# Brief
Show every line of the data that contains the string "wire", treating uppercase and lowercase letters as distinct.

# # # # #

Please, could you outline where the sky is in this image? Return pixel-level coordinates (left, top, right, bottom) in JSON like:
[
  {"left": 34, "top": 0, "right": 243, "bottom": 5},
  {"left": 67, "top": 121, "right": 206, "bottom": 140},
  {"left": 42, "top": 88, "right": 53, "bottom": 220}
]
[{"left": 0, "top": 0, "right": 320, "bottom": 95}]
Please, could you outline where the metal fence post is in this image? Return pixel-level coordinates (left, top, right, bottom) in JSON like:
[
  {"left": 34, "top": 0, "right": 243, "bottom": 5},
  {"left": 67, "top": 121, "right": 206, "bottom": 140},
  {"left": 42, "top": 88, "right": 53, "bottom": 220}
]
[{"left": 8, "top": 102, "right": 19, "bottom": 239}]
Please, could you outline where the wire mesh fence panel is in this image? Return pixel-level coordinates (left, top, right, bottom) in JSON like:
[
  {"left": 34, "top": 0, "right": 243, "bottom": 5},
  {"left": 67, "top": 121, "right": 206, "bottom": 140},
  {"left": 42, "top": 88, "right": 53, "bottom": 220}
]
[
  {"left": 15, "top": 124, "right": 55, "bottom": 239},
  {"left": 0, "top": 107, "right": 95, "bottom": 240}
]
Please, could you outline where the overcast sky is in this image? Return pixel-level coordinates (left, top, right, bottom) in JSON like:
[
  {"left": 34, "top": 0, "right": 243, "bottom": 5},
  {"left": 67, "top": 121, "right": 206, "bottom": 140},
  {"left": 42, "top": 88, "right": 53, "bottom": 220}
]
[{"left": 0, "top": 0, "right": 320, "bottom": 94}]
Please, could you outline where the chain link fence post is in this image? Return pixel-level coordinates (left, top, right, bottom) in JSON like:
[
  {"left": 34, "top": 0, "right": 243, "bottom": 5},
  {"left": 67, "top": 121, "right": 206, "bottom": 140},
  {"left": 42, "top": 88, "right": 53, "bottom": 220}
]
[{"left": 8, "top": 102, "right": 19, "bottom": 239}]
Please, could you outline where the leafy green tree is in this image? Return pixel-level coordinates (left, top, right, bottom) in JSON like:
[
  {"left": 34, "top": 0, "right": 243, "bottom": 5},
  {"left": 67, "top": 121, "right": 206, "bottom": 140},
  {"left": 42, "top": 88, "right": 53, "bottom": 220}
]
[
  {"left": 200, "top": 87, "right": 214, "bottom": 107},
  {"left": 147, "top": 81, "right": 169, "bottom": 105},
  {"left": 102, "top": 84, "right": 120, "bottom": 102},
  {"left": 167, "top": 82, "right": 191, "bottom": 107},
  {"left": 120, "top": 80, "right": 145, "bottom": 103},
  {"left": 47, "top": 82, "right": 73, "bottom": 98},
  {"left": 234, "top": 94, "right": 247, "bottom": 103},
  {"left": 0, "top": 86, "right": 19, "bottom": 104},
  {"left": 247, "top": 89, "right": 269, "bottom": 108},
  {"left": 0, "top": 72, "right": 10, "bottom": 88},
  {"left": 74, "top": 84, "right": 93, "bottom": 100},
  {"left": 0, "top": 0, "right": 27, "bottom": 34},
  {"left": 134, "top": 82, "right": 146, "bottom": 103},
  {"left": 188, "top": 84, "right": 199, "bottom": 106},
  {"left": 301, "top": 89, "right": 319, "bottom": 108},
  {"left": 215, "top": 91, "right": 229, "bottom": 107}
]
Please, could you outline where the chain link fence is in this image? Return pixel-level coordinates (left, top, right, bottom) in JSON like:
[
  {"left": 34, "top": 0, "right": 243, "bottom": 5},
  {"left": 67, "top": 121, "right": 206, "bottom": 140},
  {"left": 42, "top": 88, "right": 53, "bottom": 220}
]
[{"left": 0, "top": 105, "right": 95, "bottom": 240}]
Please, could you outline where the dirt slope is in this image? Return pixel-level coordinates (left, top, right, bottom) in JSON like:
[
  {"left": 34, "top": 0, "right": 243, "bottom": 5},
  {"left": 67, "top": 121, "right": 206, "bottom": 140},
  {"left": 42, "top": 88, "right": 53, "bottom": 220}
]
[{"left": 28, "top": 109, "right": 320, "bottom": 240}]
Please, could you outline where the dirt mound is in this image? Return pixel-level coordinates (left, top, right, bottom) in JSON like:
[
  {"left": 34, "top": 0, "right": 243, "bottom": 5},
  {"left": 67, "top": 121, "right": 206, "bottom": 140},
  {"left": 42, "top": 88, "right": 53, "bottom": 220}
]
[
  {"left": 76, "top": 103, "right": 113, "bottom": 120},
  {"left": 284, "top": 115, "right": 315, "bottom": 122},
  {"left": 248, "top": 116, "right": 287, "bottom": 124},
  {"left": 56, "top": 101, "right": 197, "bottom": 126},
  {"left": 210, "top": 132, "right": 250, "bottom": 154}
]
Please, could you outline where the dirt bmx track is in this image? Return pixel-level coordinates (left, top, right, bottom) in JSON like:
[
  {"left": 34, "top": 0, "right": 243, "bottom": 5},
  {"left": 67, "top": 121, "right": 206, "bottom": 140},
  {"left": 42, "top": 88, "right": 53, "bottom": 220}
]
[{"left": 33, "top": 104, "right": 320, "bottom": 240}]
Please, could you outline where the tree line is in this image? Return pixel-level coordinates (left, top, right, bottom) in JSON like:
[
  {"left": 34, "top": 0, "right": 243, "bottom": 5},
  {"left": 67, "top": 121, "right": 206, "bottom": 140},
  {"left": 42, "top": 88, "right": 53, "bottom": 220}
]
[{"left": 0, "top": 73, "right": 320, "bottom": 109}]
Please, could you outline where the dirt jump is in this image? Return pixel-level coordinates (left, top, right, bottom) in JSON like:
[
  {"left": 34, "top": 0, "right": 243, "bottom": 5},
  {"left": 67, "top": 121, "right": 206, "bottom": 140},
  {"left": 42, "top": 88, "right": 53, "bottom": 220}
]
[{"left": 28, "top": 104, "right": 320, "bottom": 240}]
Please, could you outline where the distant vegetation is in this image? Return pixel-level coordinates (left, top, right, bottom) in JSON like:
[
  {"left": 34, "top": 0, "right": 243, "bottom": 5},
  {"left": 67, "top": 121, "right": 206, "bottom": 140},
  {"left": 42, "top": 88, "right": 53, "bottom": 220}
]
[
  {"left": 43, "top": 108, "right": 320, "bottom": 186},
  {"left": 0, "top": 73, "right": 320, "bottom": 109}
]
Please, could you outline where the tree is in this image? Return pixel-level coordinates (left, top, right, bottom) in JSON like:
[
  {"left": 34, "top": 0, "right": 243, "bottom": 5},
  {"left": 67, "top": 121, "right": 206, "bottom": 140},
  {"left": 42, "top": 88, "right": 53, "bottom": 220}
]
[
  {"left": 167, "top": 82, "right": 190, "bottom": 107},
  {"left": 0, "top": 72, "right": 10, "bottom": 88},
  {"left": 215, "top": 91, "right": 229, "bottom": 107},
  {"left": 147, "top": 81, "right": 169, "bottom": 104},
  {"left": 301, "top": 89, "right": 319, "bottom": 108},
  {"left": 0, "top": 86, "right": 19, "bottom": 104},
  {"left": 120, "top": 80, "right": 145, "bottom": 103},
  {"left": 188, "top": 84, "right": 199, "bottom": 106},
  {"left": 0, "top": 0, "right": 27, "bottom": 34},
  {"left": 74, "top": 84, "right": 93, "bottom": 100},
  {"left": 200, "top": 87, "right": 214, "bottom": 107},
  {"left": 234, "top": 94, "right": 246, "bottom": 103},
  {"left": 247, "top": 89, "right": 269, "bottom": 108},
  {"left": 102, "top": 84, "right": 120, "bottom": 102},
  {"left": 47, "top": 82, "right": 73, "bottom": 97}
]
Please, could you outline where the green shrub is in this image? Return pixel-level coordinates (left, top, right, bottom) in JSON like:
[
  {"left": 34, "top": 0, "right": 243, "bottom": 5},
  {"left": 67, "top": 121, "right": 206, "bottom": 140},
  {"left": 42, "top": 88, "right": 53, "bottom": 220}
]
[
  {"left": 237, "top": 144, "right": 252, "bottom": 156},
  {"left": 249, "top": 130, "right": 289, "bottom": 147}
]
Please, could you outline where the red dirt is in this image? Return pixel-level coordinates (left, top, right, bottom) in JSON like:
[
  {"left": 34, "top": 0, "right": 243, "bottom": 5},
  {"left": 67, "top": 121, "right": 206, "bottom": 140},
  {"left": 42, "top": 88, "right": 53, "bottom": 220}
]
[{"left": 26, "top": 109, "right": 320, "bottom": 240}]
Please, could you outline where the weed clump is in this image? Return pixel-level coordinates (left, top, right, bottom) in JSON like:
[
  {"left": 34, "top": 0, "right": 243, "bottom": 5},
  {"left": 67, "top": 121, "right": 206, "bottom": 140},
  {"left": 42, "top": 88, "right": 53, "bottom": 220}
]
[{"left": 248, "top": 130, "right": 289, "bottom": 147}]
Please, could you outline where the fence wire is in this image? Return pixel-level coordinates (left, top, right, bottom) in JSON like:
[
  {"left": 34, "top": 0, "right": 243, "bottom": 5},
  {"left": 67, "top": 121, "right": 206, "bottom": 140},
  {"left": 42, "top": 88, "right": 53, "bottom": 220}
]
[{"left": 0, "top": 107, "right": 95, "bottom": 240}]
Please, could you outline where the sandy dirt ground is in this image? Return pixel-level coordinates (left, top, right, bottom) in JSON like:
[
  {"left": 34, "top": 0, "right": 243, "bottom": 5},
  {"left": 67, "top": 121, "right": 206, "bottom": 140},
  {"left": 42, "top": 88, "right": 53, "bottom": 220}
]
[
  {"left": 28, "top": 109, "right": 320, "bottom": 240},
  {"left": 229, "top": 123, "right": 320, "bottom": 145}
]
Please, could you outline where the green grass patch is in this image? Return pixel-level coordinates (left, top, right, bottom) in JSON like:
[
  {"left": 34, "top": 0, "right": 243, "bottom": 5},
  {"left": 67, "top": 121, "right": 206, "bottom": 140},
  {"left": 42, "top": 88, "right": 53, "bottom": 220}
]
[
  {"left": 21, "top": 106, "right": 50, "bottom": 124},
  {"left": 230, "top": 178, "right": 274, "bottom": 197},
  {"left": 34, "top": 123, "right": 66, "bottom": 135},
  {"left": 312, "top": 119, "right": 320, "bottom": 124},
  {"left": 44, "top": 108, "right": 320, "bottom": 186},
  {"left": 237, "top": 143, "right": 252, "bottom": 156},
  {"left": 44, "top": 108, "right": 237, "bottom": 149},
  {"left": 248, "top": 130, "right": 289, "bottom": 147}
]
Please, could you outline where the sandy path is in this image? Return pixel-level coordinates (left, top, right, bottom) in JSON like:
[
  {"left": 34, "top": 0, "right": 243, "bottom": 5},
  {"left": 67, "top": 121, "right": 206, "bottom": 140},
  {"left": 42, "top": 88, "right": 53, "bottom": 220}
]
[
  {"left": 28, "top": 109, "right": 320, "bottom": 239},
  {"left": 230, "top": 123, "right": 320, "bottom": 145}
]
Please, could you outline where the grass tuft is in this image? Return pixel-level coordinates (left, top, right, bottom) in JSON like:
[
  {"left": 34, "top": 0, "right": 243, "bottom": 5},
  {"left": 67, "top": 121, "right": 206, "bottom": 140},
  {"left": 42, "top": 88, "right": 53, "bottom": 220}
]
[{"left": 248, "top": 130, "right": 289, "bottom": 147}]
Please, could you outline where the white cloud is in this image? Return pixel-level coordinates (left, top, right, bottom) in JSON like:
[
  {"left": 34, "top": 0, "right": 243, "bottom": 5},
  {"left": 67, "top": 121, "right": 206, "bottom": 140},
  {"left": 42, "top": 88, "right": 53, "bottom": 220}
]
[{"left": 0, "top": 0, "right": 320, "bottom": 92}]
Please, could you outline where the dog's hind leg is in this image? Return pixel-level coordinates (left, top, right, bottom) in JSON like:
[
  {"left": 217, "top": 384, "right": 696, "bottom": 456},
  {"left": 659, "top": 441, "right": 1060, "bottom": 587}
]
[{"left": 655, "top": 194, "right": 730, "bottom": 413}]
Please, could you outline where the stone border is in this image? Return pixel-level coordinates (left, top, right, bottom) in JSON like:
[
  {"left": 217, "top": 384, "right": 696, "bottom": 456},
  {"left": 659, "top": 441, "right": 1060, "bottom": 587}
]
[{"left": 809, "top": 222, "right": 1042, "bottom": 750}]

# # # # #

# Full solution
Please, could you outline where the wire mesh fence panel is in this image? Return pixel-level coordinates (left, top, right, bottom) in JSON like:
Please, could you outline where the fence wire is in this image? Return pixel-level coordinates (left, top, right, bottom) in JSON like:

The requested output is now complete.